Small talk isn’t always fun. Some hate it, some tolerate it and others are weirdly good at it. The weather has taken on the reputation of a cliché ice breaker for small talk that sometimes feels forced and lacks creativity, but not only does it break the ice, it gives an insight into overall well-being. How we feel about the day’s forecast correlates to our mood and provides a soft landing to determine compatibility in conversation.

When first initiating conversation, we don’t know how the other person communicates or how they feel, so it can be scary to dive head first into complex topics, however, as human beings we need conversation and compatibility for happiness and further, longevity of life itself. 

A study looking at similarities and likemindedness in dyads, or social groups of two, found a breakthrough perspective on relationships. Instead of growing to be more alike, the most intimate relationships are between two like-minded people before they ever meet. We look for little pieces of ourselves in others to find comfort in familiarity, and what’s one thing we can always relate to? The weather. It can easily sway the outcome of the day and we wind up together in its wake, sharing trivial stories of survival and perseverance.

::::

Exercise requirements:
1. In the passage on small talk, what are dyads?
2. Change "dyads" to "pairs" in the stretch of the passage on small talk from "When first initiating" through "survival and perseverance.".

Bounding box annotation entries:
::::

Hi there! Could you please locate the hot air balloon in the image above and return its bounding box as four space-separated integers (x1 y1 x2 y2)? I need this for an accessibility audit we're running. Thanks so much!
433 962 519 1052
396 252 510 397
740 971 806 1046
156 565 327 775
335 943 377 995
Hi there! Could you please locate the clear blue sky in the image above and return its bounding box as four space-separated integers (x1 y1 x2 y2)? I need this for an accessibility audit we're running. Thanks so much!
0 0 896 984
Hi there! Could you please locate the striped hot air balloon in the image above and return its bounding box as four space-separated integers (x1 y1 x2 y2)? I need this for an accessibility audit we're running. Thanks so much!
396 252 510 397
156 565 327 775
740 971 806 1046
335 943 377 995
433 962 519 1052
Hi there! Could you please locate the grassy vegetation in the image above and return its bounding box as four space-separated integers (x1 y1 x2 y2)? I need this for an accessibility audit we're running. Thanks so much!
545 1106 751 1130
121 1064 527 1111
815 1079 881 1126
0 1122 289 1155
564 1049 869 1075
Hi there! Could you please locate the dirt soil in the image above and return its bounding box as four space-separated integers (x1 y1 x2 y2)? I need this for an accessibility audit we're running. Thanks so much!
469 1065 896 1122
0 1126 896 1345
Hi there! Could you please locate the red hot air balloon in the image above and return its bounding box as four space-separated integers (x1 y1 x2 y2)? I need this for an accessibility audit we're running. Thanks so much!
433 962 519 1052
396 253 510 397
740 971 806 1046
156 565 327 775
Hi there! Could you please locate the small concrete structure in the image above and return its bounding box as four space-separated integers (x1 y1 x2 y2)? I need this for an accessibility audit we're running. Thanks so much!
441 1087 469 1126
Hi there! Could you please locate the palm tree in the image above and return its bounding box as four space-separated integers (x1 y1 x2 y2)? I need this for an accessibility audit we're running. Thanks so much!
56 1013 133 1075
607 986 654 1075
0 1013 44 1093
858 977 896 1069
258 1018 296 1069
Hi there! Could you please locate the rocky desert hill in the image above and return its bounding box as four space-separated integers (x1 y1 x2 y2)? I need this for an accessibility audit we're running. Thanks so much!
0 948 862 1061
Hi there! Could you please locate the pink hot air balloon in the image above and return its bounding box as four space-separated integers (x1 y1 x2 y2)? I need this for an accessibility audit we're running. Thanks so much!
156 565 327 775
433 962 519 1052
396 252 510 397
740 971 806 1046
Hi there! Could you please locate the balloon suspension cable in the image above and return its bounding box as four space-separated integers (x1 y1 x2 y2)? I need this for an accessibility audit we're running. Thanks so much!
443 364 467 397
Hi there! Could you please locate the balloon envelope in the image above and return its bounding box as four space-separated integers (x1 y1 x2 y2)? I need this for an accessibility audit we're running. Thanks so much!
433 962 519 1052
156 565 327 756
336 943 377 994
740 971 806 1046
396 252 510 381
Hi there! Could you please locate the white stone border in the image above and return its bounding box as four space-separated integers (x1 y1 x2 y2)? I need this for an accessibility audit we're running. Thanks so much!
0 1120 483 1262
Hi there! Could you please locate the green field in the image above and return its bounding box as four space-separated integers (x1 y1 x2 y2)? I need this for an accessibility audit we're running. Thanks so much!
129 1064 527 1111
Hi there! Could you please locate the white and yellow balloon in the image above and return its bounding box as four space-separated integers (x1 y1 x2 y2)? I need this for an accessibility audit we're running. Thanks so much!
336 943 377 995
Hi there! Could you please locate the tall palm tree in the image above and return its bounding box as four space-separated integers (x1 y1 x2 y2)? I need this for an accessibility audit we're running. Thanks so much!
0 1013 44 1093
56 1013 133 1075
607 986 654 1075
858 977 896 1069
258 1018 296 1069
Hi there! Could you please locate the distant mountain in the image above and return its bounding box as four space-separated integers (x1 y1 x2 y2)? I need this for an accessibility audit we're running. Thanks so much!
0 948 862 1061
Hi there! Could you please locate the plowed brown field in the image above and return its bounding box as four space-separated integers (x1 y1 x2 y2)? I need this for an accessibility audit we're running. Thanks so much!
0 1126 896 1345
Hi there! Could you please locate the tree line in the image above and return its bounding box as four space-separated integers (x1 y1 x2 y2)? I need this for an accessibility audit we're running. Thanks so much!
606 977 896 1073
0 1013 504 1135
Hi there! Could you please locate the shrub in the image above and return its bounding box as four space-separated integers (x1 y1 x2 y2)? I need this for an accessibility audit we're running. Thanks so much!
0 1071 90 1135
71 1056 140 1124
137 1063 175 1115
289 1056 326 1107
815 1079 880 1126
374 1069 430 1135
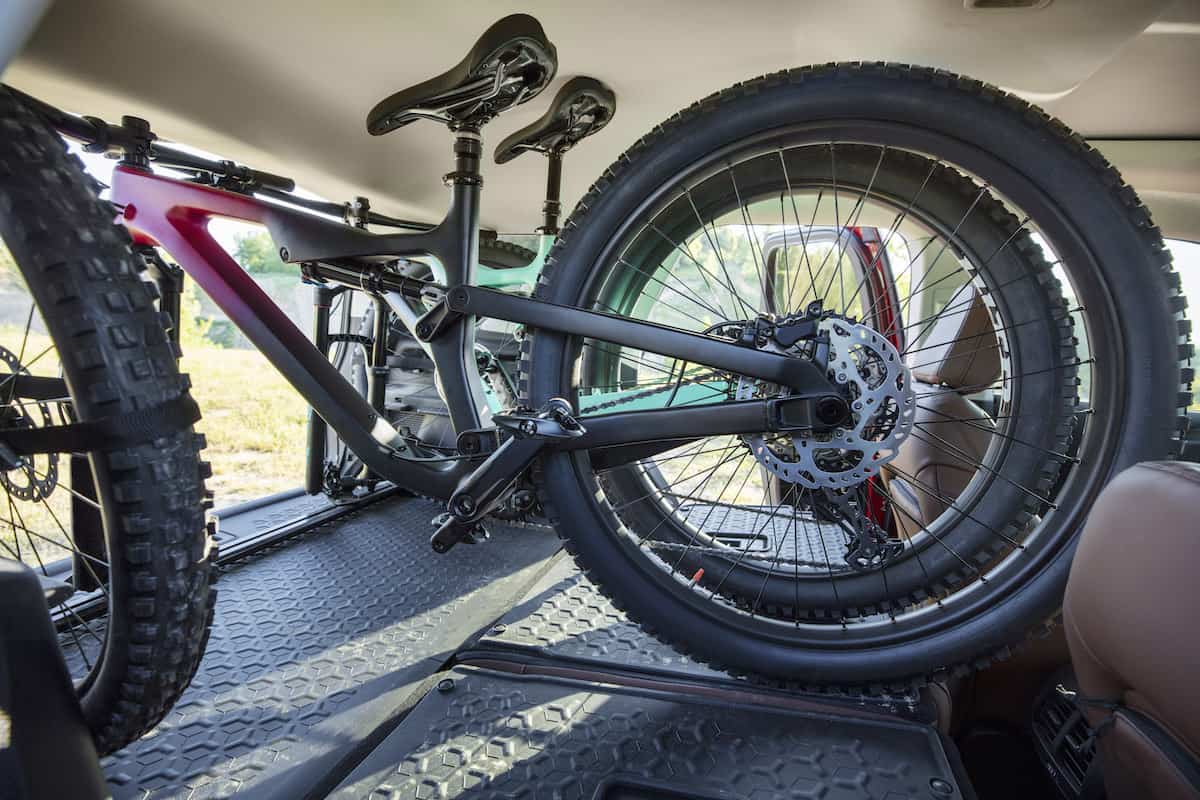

::::

Answers to the exercises:
1. Social groups of two.

2.
When first initiating conversation, we don’t know how the other person communicates or how they feel, so it can be scary to dive head first into complex topics, however, as human beings we need conversation and compatibility for happiness and further, longevity of life itself. 

A study looking at similarities and likemindedness in pairs, or social groups of two, found a breakthrough perspective on relationships. Instead of growing to be more alike, the most intimate relationships are between two like-minded people before they ever meet. We look for little pieces of ourselves in others to find comfort in familiarity, and what’s one thing we can always relate to? The weather. It can easily sway the outcome of the day and we wind up together in its wake, sharing trivial stories of survival and perseverance.